Data rows >>
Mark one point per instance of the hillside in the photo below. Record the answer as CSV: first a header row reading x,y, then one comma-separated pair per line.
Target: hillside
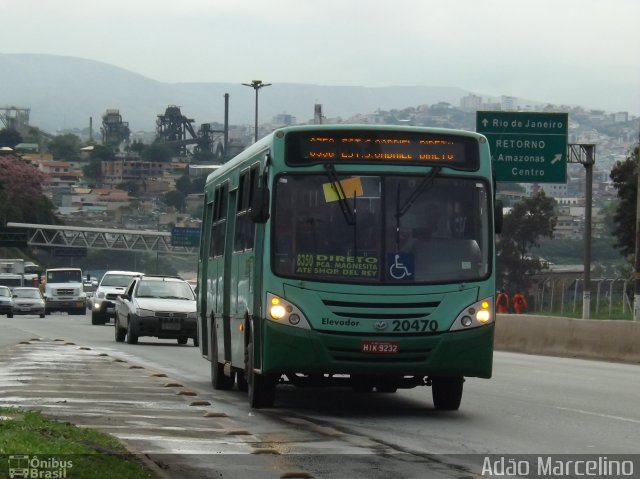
x,y
64,92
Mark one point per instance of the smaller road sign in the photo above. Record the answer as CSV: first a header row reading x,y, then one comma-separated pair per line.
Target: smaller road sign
x,y
187,237
526,147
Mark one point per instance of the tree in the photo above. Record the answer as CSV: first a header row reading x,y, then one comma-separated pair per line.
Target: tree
x,y
174,198
65,147
9,137
625,180
21,196
523,227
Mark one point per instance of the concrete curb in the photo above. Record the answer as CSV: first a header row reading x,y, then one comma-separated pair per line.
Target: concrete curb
x,y
614,340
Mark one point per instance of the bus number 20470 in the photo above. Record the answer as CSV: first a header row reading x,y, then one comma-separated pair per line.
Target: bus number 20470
x,y
419,325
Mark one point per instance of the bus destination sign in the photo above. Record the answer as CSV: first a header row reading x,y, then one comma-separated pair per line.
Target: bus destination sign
x,y
325,146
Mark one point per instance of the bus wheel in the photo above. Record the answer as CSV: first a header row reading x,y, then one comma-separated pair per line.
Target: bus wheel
x,y
447,392
219,381
261,388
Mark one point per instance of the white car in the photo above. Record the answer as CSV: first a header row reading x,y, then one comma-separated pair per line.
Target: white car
x,y
112,285
28,300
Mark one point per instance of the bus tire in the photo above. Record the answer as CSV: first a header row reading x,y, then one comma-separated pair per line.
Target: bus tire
x,y
447,392
219,380
261,388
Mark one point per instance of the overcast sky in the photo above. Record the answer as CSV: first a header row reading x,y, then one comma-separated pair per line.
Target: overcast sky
x,y
576,52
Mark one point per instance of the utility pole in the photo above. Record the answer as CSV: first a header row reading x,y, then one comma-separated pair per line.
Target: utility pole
x,y
256,85
586,155
636,295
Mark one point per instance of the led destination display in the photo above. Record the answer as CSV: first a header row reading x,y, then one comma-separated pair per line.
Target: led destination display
x,y
307,148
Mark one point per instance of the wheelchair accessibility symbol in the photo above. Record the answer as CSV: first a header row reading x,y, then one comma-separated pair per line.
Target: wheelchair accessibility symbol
x,y
401,265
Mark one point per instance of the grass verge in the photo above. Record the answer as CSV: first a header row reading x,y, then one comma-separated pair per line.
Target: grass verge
x,y
30,441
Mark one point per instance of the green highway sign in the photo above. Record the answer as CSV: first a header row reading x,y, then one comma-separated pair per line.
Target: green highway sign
x,y
187,237
526,147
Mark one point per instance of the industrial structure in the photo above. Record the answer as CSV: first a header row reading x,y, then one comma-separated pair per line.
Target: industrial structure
x,y
176,131
114,130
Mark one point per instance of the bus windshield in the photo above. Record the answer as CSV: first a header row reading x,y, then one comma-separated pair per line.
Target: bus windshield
x,y
381,228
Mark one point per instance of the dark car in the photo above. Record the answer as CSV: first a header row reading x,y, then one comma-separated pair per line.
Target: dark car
x,y
6,301
159,306
27,300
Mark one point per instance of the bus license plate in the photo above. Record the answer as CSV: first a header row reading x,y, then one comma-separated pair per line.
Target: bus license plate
x,y
379,347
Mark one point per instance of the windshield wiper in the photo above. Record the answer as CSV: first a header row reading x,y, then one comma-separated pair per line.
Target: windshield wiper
x,y
426,182
349,214
417,191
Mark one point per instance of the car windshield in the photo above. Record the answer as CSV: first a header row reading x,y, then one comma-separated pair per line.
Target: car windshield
x,y
117,280
165,289
72,276
26,293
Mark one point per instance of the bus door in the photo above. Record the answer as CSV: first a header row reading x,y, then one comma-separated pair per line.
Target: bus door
x,y
243,268
204,258
216,268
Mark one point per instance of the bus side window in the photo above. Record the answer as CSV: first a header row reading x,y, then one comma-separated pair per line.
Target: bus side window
x,y
218,224
245,228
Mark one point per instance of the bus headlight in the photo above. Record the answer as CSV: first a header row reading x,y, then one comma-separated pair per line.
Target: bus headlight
x,y
282,311
474,315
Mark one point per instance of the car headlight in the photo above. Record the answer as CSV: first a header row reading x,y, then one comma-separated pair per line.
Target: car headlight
x,y
145,313
475,315
281,311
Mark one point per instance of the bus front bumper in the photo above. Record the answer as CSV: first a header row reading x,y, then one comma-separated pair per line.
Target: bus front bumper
x,y
461,353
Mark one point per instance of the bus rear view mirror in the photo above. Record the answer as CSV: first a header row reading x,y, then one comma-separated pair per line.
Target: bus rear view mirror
x,y
497,216
260,207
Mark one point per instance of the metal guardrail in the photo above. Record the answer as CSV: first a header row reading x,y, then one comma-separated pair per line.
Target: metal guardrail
x,y
55,236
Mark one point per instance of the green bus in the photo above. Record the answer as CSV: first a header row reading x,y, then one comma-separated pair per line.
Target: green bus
x,y
353,255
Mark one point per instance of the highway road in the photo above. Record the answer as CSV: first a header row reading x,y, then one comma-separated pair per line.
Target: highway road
x,y
533,405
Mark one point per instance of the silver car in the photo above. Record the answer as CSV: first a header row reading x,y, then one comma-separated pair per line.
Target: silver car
x,y
28,301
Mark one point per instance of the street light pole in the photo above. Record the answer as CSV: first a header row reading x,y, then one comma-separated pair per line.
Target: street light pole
x,y
256,85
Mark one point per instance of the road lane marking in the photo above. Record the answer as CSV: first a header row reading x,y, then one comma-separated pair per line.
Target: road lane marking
x,y
606,416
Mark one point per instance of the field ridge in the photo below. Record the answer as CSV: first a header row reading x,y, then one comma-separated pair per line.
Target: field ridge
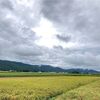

Prompt >>
Please show each line of the rows above that contains the word "concrete". Case counts.

Answer to the exercise >>
Mark one point per instance of the concrete curb in the photo above. Record the answer as CSV: first a header row reading x,y, then one comma-separated pair per line.
Target: concrete curb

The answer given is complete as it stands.